Rewrite as a numbered list only the part of the material below that runs from the line containing "young man's nose" down to the line containing "pixel 331 231", both lines included, leaving out any blank lines.

────

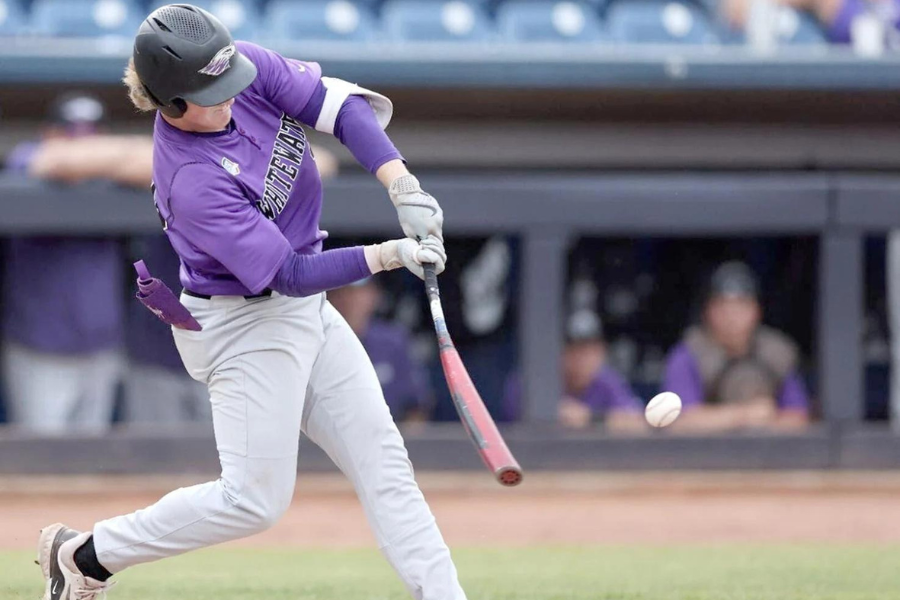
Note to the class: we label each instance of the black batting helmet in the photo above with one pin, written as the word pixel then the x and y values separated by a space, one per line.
pixel 181 52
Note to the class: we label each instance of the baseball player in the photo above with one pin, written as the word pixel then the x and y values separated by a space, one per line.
pixel 239 197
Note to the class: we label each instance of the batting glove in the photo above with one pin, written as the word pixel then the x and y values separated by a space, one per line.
pixel 419 213
pixel 408 253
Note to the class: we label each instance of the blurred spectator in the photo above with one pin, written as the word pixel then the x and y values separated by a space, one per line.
pixel 842 21
pixel 593 389
pixel 388 345
pixel 731 371
pixel 62 296
pixel 157 388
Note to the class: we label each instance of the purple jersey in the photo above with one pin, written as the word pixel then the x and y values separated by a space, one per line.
pixel 683 377
pixel 236 203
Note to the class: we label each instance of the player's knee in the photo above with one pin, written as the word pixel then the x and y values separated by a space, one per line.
pixel 262 497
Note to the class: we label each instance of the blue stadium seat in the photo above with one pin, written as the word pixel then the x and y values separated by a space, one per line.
pixel 427 20
pixel 540 20
pixel 659 22
pixel 12 17
pixel 792 28
pixel 241 17
pixel 86 18
pixel 798 28
pixel 319 20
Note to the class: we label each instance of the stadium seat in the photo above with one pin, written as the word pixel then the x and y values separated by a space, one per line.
pixel 658 22
pixel 319 20
pixel 241 17
pixel 425 20
pixel 86 18
pixel 526 20
pixel 798 28
pixel 12 17
pixel 793 28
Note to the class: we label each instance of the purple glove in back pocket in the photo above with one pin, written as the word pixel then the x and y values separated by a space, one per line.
pixel 159 299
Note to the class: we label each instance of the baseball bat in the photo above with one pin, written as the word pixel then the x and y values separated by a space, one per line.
pixel 472 412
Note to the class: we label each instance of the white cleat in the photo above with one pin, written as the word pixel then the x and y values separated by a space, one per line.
pixel 56 556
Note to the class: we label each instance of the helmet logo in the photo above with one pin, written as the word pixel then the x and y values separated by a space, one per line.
pixel 220 63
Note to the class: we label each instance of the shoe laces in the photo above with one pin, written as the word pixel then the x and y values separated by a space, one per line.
pixel 95 592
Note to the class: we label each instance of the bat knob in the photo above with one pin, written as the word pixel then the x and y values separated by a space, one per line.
pixel 509 477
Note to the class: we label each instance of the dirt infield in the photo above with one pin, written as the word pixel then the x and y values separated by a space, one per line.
pixel 557 509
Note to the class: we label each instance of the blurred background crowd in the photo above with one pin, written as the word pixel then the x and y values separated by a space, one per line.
pixel 761 23
pixel 725 323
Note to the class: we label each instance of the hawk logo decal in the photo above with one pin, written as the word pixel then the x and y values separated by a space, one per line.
pixel 220 63
pixel 231 166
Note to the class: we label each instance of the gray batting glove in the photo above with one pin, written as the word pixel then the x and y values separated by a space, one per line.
pixel 408 253
pixel 419 213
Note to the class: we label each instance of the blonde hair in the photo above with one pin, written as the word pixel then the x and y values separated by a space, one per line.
pixel 136 91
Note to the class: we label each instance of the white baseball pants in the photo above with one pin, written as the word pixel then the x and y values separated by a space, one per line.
pixel 159 396
pixel 276 366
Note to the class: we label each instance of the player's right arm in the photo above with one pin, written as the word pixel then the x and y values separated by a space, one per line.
pixel 209 211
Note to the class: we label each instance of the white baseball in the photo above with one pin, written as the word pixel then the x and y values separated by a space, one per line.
pixel 663 409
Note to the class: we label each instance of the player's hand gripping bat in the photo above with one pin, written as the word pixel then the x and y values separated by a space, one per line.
pixel 475 418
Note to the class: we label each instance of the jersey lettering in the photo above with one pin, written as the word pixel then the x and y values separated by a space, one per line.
pixel 284 166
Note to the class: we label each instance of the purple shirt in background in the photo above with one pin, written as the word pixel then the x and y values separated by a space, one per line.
pixel 402 380
pixel 62 295
pixel 607 392
pixel 683 377
pixel 839 31
pixel 237 203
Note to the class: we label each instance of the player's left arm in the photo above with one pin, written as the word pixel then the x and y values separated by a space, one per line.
pixel 359 124
pixel 356 116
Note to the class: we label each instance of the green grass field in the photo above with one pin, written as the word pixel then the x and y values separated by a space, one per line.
pixel 597 573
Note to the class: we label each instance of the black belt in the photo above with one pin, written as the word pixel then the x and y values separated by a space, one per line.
pixel 264 294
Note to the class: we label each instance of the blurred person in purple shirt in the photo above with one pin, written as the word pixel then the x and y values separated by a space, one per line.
pixel 594 391
pixel 402 378
pixel 841 20
pixel 63 298
pixel 731 371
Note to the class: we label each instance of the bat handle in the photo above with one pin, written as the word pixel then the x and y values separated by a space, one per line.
pixel 431 287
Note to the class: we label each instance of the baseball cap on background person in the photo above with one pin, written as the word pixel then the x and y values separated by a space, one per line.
pixel 733 279
pixel 76 113
pixel 183 53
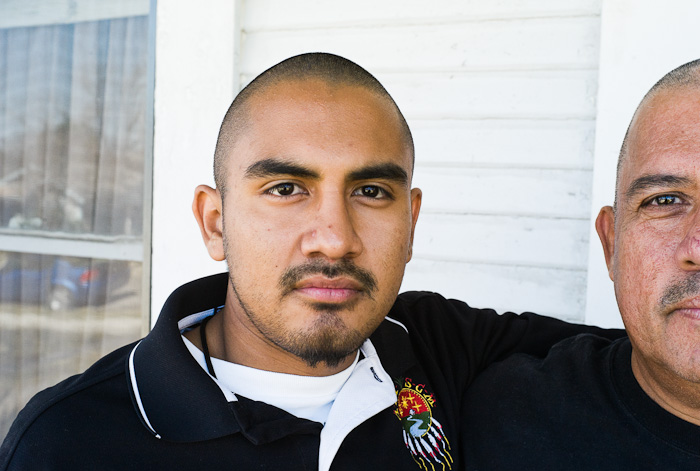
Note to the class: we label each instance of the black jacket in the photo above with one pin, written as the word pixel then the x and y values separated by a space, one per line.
pixel 150 405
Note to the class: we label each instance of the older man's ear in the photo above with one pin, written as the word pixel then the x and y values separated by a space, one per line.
pixel 605 226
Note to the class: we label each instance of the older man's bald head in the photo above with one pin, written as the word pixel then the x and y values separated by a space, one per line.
pixel 685 76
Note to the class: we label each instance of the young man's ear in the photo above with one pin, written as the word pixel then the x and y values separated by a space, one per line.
pixel 207 209
pixel 605 226
pixel 416 198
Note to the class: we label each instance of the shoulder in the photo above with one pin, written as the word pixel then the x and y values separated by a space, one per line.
pixel 62 415
pixel 570 367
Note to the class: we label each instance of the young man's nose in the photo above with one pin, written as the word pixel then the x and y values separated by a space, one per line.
pixel 331 231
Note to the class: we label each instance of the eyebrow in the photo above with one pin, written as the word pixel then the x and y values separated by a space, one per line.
pixel 274 167
pixel 654 181
pixel 386 171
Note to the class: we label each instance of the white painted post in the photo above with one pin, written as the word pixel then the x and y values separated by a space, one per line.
pixel 640 42
pixel 194 84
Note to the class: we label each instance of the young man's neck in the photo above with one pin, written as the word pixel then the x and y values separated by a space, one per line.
pixel 230 340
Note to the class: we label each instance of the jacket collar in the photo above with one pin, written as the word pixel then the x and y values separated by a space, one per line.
pixel 179 402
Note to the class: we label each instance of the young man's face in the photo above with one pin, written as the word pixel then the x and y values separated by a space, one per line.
pixel 654 251
pixel 318 218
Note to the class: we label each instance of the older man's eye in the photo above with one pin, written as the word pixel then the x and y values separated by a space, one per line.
pixel 665 200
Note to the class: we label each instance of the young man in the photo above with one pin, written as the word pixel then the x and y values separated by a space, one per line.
pixel 301 356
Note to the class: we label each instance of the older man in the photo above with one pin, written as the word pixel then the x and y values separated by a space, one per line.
pixel 632 403
pixel 302 356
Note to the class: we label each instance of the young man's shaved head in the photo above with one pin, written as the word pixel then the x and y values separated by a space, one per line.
pixel 332 69
pixel 687 75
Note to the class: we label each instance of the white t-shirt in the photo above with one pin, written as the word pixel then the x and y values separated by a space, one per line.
pixel 308 397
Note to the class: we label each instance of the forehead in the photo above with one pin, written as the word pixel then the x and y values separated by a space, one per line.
pixel 321 123
pixel 664 137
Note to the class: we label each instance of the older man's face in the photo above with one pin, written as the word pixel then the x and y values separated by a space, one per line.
pixel 653 254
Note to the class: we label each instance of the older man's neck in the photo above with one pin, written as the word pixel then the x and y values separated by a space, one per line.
pixel 678 396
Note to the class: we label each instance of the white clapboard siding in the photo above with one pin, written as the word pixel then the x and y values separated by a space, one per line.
pixel 497 45
pixel 553 292
pixel 512 192
pixel 535 95
pixel 519 95
pixel 501 98
pixel 504 240
pixel 276 14
pixel 514 143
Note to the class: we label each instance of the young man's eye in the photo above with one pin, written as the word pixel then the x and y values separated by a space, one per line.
pixel 371 191
pixel 284 189
pixel 665 200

────

- RESULT OF THE EXERCISE -
1. Note to the class: we label each instance of the young man's nose in the photo above with one pin, written as the word pixel then the x and y values separated by a space, one per line.
2. pixel 331 231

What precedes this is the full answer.